**SHORT EXERCISE 1:**
Answer these questions about the post:
(a) Which course does the writer hope will make use of multivariable calculus?
(b) According to Bloomberg, what are Russian consumers buying with money taken out of their bank deposits?
(c) Which two consumer goods does the post give as examples of what Russians have begun purchasing?

Assorted Afflatuses

December 2008

Asset Depreciation

By Joseph Kibe on 11 December 2008 7:46 PM

Four finals later and I've wrapped up obligatory academic actives for the semester. Thank goodness! I only hope intermediate microeconomics makes use of some delicious multivariable calculus goodness. Otherwise I will spend another semester complaining about America's dysfunctional relationship with the glorious field of Mathematics.

But enough about me. Apparently the global economic downturn has given Russians reason to be more pessimistic than usual. According to Bloomberg, Russian consumers have so little faith in the ruble they're liquidating bank deposits to purchase foreign currency or real, tangible assets, like gold, silver and real estate. I suppose, given the current economic situation this is nothing unusual. People often hoard precious metals to hedge against economic uncertainty.

Russian consumers, however, have also begun using their newly liquid bank deposits to purchase consumer goods, like an extra flat-screen television set or a third refrigerator. This has some interesting implications. Unlike a gold bar or a diamond, consumer goods are an awful store of value. Even adjusted for inflation, an ounce of gold is worth far more today than it was worth 100 years ago. The same can be said for a diamond. On the other hand, consumer goods almost always depreciate in value over time. A high-end television from the 1990s would be worth a fraction of its original value today, both in real and nominal terms.

**DATA LINES:**
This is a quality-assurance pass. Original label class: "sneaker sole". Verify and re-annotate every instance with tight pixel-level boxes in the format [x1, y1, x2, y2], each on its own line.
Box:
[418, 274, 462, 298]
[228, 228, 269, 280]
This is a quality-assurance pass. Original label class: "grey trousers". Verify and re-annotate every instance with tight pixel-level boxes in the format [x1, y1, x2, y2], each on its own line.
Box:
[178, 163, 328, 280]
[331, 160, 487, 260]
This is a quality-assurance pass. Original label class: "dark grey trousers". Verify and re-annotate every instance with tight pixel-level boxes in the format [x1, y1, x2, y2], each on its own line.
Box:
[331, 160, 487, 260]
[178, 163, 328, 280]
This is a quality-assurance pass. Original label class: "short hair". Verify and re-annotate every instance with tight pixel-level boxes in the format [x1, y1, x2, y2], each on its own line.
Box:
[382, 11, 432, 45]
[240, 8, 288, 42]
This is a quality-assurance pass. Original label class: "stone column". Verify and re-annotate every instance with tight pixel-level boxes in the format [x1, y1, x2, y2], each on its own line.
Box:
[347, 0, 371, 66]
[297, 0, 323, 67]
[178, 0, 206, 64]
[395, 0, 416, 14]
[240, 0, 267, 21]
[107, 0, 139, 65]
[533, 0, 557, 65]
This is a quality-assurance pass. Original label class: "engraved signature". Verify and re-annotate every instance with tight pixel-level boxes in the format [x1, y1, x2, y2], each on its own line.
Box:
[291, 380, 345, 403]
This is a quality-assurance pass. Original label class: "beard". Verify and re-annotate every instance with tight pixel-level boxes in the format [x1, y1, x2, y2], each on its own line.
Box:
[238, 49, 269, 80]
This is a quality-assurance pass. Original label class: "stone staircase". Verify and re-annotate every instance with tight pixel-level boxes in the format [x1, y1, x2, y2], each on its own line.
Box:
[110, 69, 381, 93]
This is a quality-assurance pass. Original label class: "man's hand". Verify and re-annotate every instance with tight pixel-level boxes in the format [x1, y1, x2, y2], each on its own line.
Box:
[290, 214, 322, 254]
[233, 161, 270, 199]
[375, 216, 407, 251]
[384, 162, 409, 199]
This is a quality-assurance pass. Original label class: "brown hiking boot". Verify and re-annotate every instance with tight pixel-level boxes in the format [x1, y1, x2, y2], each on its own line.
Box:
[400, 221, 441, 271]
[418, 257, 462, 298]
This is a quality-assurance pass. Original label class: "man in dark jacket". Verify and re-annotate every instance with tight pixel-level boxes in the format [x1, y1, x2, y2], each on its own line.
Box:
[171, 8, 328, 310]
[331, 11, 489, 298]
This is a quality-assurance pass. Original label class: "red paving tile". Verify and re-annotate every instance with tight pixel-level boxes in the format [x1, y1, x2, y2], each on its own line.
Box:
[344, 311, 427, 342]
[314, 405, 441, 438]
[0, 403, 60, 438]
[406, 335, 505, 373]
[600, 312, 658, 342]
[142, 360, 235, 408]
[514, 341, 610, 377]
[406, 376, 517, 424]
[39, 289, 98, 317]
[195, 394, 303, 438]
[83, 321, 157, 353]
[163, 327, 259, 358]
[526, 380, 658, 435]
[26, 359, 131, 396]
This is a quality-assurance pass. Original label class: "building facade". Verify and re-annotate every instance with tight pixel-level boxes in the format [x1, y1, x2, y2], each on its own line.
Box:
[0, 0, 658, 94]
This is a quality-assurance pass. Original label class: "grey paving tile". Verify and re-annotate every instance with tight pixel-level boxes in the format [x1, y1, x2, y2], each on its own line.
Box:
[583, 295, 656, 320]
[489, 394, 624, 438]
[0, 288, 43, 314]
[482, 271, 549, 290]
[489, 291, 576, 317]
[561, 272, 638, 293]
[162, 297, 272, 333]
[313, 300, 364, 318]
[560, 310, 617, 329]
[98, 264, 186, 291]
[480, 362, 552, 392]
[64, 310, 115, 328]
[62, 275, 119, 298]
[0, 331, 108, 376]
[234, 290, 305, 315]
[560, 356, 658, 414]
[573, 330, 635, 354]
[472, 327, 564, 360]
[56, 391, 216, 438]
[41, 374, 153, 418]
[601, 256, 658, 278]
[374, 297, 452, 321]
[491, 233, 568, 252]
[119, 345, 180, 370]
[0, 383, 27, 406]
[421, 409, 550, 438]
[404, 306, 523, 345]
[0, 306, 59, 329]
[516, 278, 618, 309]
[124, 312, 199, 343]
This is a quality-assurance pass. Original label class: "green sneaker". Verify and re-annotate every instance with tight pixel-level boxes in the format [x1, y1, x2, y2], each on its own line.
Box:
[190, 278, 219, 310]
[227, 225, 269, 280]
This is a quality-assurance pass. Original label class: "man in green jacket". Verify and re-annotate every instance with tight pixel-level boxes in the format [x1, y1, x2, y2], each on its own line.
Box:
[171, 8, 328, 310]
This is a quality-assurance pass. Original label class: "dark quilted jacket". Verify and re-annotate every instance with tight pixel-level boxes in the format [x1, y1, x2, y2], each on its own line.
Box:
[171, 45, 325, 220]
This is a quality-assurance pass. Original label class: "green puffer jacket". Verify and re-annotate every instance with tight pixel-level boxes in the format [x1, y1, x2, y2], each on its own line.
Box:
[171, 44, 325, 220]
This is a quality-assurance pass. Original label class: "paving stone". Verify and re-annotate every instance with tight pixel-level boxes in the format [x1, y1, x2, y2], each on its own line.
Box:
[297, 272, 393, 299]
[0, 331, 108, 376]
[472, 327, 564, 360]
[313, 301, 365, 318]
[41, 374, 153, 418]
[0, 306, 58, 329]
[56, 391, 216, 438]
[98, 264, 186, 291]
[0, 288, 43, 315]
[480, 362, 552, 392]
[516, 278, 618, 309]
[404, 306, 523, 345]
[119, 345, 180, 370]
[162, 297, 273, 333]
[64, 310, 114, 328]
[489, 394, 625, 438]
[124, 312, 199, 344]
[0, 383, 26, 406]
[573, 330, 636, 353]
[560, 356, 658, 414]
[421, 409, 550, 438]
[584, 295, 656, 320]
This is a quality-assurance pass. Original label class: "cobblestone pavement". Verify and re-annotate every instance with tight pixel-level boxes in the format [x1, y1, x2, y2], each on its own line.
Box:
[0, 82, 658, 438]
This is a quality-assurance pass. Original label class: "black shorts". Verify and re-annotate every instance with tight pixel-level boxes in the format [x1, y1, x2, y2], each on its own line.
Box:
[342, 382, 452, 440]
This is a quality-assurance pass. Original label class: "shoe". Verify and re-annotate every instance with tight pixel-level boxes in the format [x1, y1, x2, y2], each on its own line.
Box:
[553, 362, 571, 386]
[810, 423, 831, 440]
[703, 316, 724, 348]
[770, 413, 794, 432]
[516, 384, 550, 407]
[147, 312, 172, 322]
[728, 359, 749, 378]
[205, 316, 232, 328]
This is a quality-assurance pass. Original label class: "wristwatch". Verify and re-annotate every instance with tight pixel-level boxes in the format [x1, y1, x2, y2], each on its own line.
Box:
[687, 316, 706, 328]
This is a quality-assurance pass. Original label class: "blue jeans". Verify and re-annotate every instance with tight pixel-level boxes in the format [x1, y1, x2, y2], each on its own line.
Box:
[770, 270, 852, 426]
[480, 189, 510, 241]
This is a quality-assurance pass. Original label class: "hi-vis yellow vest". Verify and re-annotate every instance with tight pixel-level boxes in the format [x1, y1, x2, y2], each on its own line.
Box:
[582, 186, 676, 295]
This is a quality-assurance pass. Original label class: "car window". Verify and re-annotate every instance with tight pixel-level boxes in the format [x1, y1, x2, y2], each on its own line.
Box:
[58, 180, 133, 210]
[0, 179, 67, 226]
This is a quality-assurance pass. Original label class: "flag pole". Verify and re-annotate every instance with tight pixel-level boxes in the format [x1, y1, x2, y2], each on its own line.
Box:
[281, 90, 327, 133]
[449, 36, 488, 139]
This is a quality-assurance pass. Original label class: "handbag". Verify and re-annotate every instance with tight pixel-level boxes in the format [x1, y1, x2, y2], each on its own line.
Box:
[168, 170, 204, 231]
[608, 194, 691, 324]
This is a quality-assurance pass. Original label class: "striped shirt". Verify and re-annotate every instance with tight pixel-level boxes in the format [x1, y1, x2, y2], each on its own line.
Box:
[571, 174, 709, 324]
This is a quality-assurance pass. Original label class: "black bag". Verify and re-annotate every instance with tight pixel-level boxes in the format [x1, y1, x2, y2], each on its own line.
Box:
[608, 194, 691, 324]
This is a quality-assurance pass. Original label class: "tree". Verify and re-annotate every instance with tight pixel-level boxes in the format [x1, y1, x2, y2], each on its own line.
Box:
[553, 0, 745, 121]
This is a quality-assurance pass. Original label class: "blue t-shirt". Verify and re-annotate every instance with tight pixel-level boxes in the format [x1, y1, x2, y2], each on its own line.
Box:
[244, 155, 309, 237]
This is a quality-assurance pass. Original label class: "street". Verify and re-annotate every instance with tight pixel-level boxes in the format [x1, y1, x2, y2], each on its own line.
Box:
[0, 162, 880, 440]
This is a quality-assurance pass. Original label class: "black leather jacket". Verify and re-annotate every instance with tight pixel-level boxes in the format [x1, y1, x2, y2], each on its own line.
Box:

**SHORT EXERCISE 2:** Starting at the first line of the rows and stopping after the line that contains "[238, 49, 269, 80]", write those lines out again, requests included. Multiply every box coordinate in the answers by 0.6 and round to a whole number, with halves rounding up, and give nothing else.

**TASK OUTPUT 1:**
(a) Intermediate microeconomics.
(b) Foreign currency, or real, tangible assets such as gold, silver and real estate.
(c) An extra flat-screen television set and a third refrigerator.

**TASK OUTPUT 2:**
This is a quality-assurance pass. Original label class: "sneaker sole". Verify and re-annotate every instance with tight pixel-level boxes in the format [x1, y1, x2, y2], each on its own line.
Box:
[251, 164, 277, 179]
[137, 137, 161, 168]
This is a quality-assurance pass. Original label class: "grey trousers". Verify and re-annotate every instance with tight pixel-level boxes in the format [x1, y1, x2, y2], each on its own line.
Box:
[107, 98, 197, 168]
[199, 96, 292, 156]
This is a quality-assurance pass. Original label class: "dark grey trousers". Verify and re-annotate every instance with tight pixel-level boxes in the format [x1, y1, x2, y2], each on its own line.
Box:
[199, 96, 292, 156]
[107, 98, 197, 168]
This is a quality-assurance pass. Original label class: "short hair". Verify and re-annotate every instance with tight pixel-level boxes in the format [x1, y1, x2, y2], each on its own line.
Box:
[229, 7, 259, 27]
[144, 5, 173, 25]
This is a quality-assurance pass. Original label class: "stone column". Verify and re-annotate every instance with tight pixel-level boxes in the format [x1, y1, x2, y2], each on its own line.
Box:
[208, 0, 223, 40]
[178, 0, 194, 40]
[107, 0, 124, 38]
[237, 0, 250, 8]
[144, 0, 160, 13]
[64, 0, 83, 39]
[320, 0, 334, 39]
This is a quality-assurance pass. Original label class: "engraved signature". Verify and re-annotate every instance with tight pixel-level boxes in the format [x1, y1, x2, y2], each on its own line.
Box:
[175, 228, 207, 242]
This is a quality-assurance pass. Original label class: "beard". Verify and re-annotate every instance with tight pixel-level boxes in the format [x1, y1, x2, y2], each on its own line.
Box:
[143, 29, 161, 48]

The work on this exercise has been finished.